| Consignes à suivre |
Disposez toutes les lignes ci-dessous en un tableau Markdown à deux colonnes, « n° » pour le numéro de ligne et « Ligne » pour le texte, en omettant les lignes vides.

| Entrées de contours de formes |
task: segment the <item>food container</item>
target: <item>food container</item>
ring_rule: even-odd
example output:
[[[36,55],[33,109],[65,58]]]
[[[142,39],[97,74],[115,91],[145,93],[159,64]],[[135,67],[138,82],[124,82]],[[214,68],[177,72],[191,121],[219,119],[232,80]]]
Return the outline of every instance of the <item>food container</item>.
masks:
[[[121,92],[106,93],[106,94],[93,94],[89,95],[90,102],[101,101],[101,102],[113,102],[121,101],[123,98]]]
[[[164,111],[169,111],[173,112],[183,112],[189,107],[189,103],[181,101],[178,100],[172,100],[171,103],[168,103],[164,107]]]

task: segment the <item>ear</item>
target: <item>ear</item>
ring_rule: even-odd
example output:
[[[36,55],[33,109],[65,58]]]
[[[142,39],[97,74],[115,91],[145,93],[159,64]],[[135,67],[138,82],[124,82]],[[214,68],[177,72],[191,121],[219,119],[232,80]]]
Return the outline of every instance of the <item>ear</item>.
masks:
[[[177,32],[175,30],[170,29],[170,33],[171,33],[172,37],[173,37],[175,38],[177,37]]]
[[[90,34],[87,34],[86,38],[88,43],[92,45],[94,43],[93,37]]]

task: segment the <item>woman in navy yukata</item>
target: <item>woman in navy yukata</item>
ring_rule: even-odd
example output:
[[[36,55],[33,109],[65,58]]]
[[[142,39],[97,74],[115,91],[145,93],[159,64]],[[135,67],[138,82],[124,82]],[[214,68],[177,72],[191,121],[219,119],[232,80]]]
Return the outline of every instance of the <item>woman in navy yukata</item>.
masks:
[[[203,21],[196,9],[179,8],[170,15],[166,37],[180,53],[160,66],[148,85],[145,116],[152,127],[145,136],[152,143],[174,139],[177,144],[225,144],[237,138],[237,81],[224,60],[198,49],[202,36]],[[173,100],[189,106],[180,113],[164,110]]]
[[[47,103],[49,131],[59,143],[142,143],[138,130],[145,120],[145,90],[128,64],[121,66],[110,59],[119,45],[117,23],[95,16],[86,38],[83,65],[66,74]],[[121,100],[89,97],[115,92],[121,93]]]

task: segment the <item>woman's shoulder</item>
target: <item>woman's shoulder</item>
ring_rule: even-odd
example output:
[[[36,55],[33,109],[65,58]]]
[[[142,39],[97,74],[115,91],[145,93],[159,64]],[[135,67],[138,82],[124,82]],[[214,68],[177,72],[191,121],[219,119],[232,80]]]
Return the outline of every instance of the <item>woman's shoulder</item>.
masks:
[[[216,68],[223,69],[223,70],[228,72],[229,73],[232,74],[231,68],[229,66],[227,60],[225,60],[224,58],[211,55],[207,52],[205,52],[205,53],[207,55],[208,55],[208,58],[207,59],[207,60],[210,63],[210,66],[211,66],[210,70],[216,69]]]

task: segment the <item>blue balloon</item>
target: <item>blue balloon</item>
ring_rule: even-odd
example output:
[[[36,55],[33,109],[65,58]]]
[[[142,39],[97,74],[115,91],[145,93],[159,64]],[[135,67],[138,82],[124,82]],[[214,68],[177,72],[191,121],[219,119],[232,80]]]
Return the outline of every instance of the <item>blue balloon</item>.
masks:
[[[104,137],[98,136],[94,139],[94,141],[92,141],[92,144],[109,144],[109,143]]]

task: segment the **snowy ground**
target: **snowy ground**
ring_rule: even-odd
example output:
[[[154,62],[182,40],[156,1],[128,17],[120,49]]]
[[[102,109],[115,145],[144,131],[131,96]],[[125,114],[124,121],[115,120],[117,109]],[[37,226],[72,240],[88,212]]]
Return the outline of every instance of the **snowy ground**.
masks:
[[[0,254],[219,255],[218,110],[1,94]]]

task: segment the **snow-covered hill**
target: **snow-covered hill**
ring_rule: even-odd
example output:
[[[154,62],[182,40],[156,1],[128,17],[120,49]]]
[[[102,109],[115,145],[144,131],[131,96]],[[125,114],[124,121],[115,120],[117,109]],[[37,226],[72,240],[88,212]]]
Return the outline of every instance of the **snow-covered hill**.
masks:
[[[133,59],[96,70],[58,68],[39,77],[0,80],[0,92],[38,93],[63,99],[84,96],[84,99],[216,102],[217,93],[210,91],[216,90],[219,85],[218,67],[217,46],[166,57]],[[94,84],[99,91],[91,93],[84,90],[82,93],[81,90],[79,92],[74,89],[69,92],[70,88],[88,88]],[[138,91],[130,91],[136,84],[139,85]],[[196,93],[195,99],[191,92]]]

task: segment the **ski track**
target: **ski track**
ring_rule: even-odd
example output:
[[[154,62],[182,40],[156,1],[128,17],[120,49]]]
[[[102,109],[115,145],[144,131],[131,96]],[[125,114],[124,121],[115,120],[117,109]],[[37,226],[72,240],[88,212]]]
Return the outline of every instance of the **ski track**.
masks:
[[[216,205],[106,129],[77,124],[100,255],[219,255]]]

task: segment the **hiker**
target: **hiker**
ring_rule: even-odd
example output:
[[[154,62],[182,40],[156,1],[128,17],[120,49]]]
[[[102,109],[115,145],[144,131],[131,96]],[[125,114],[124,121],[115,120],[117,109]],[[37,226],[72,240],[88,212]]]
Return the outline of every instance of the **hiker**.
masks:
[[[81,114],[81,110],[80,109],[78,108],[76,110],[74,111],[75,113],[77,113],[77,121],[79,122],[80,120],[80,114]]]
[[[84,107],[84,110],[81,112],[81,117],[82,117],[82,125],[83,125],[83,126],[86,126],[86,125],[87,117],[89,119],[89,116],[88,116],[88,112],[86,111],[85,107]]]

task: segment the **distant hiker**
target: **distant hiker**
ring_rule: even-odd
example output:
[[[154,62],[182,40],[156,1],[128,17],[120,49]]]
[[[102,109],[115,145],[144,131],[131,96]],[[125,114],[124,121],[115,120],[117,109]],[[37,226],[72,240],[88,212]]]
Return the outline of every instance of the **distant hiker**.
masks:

| Corrigé de l'exercice |
| n° | Ligne |
|---|---|
| 1 | task: segment the <item>food container</item> |
| 2 | target: <item>food container</item> |
| 3 | ring_rule: even-odd |
| 4 | example output: |
| 5 | [[[36,55],[33,109],[65,58]]] |
| 6 | [[[142,39],[97,74],[115,91],[145,93],[159,64]],[[135,67],[138,82],[124,82]],[[214,68],[177,72],[191,121],[219,119],[232,80]]] |
| 7 | Return the outline of every instance of the <item>food container</item>. |
| 8 | masks: |
| 9 | [[[121,92],[106,93],[106,94],[93,94],[89,95],[90,102],[101,101],[101,102],[113,102],[121,101],[123,98]]] |
| 10 | [[[164,111],[169,111],[173,112],[183,112],[189,107],[189,103],[181,101],[178,100],[172,100],[171,103],[168,103],[164,107]]] |
| 11 | task: segment the <item>ear</item> |
| 12 | target: <item>ear</item> |
| 13 | ring_rule: even-odd |
| 14 | example output: |
| 15 | [[[36,55],[33,109],[65,58]]] |
| 16 | [[[142,39],[97,74],[115,91],[145,93],[159,64]],[[135,67],[138,82],[124,82]],[[214,68],[177,72],[191,121],[219,119],[232,80]]] |
| 17 | Return the outline of every instance of the <item>ear</item>. |
| 18 | masks: |
| 19 | [[[177,32],[175,30],[170,29],[170,33],[171,33],[172,37],[173,37],[175,38],[177,37]]] |
| 20 | [[[90,34],[87,34],[86,38],[88,43],[92,45],[94,43],[93,37]]] |
| 21 | task: segment the <item>woman in navy yukata</item> |
| 22 | target: <item>woman in navy yukata</item> |
| 23 | ring_rule: even-odd |
| 24 | example output: |
| 25 | [[[36,55],[33,109],[65,58]]] |
| 26 | [[[142,39],[97,74],[115,91],[145,93],[159,64]],[[135,67],[138,82],[124,82]],[[214,68],[177,72],[191,121],[219,119],[232,80]]] |
| 27 | Return the outline of every instance of the <item>woman in navy yukata</item>. |
| 28 | masks: |
| 29 | [[[203,21],[196,9],[179,8],[170,15],[166,37],[180,53],[160,66],[148,85],[145,116],[152,127],[145,136],[152,143],[174,139],[177,144],[225,144],[237,138],[237,81],[224,60],[198,49],[202,36]],[[173,100],[189,106],[180,113],[164,110]]] |
| 30 | [[[47,103],[49,131],[59,143],[142,143],[138,130],[145,120],[145,90],[128,64],[121,66],[110,59],[119,45],[117,23],[95,16],[86,38],[83,65],[66,74]],[[121,100],[89,97],[115,92],[121,93]]] |
| 31 | task: segment the <item>woman's shoulder</item> |
| 32 | target: <item>woman's shoulder</item> |
| 33 | ring_rule: even-odd |
| 34 | example output: |
| 35 | [[[36,55],[33,109],[65,58]]] |
| 36 | [[[142,39],[97,74],[115,91],[145,93],[159,64]],[[135,67],[138,82],[124,82]],[[214,68],[177,72],[191,121],[219,119],[232,80]]] |
| 37 | Return the outline of every instance of the <item>woman's shoulder</item>. |
| 38 | masks: |
| 39 | [[[216,68],[223,69],[223,70],[228,72],[229,73],[232,74],[231,68],[229,66],[227,60],[225,60],[224,58],[211,55],[207,52],[205,52],[205,53],[207,55],[208,55],[208,58],[207,59],[207,60],[210,63],[210,66],[211,66],[210,70],[216,69]]] |
| 40 | task: segment the <item>blue balloon</item> |
| 41 | target: <item>blue balloon</item> |
| 42 | ring_rule: even-odd |
| 43 | example output: |
| 44 | [[[36,55],[33,109],[65,58]]] |
| 45 | [[[142,39],[97,74],[115,91],[145,93],[159,64]],[[135,67],[138,82],[124,82]],[[214,68],[177,72],[191,121],[219,119],[232,80]]] |
| 46 | Return the outline of every instance of the <item>blue balloon</item>. |
| 47 | masks: |
| 48 | [[[104,137],[98,136],[94,139],[94,141],[92,141],[92,144],[109,144],[109,143]]] |
| 49 | task: segment the **snowy ground** |
| 50 | target: **snowy ground** |
| 51 | ring_rule: even-odd |
| 52 | example output: |
| 53 | [[[154,62],[182,40],[156,1],[128,17],[120,49]]] |
| 54 | [[[102,109],[115,145],[144,131],[131,96]],[[125,114],[124,121],[115,120],[117,109]],[[37,226],[72,240],[88,212]]] |
| 55 | Return the outline of every instance of the **snowy ground**. |
| 56 | masks: |
| 57 | [[[0,254],[219,255],[218,110],[1,94]]] |
| 58 | task: segment the **snow-covered hill** |
| 59 | target: **snow-covered hill** |
| 60 | ring_rule: even-odd |
| 61 | example output: |
| 62 | [[[154,62],[182,40],[156,1],[128,17],[120,49]]] |
| 63 | [[[102,109],[115,145],[144,131],[131,96]],[[125,114],[124,121],[115,120],[117,109]],[[37,226],[72,240],[88,212]]] |
| 64 | Return the outline of every instance of the **snow-covered hill**. |
| 65 | masks: |
| 66 | [[[133,59],[96,70],[58,68],[39,77],[0,80],[0,92],[38,93],[63,99],[84,96],[84,99],[216,102],[217,93],[210,91],[216,90],[219,85],[218,67],[217,46],[166,57]],[[94,84],[99,91],[91,93],[84,90],[82,93],[81,90],[79,92],[74,89],[69,92],[70,88],[88,88]],[[138,91],[130,91],[136,84],[139,85]],[[196,93],[195,99],[191,92]]] |
| 67 | task: segment the **ski track** |
| 68 | target: **ski track** |
| 69 | ring_rule: even-odd |
| 70 | example output: |
| 71 | [[[154,62],[182,40],[156,1],[128,17],[120,49]]] |
| 72 | [[[102,109],[115,145],[144,131],[131,96]],[[125,114],[124,121],[115,120],[117,109]],[[37,226],[72,240],[88,212]]] |
| 73 | Return the outline of every instance of the **ski track**. |
| 74 | masks: |
| 75 | [[[216,205],[106,129],[77,124],[100,255],[219,255]]] |
| 76 | task: segment the **hiker** |
| 77 | target: **hiker** |
| 78 | ring_rule: even-odd |
| 79 | example output: |
| 80 | [[[154,62],[182,40],[156,1],[128,17],[120,49]]] |
| 81 | [[[102,109],[115,145],[144,131],[131,96]],[[125,114],[124,121],[115,120],[117,109]],[[37,226],[72,240],[88,212]]] |
| 82 | Return the outline of every instance of the **hiker**. |
| 83 | masks: |
| 84 | [[[81,114],[81,110],[80,109],[78,108],[76,110],[74,111],[75,113],[77,113],[77,121],[79,122],[80,120],[80,114]]] |
| 85 | [[[84,107],[84,110],[81,112],[81,117],[82,117],[82,125],[83,125],[83,126],[86,126],[86,125],[87,117],[89,119],[89,116],[88,116],[88,112],[86,111],[85,107]]] |
| 86 | task: segment the **distant hiker** |
| 87 | target: **distant hiker** |
| 88 | ring_rule: even-odd |
| 89 | example output: |
| 90 | [[[154,62],[182,40],[156,1],[128,17],[120,49]]] |
| 91 | [[[102,109],[115,145],[144,131],[131,96]],[[125,114],[124,121],[115,120],[117,109]],[[37,226],[72,240],[88,212]]] |
| 92 | Return the outline of every instance of the **distant hiker**. |
| 93 | masks: |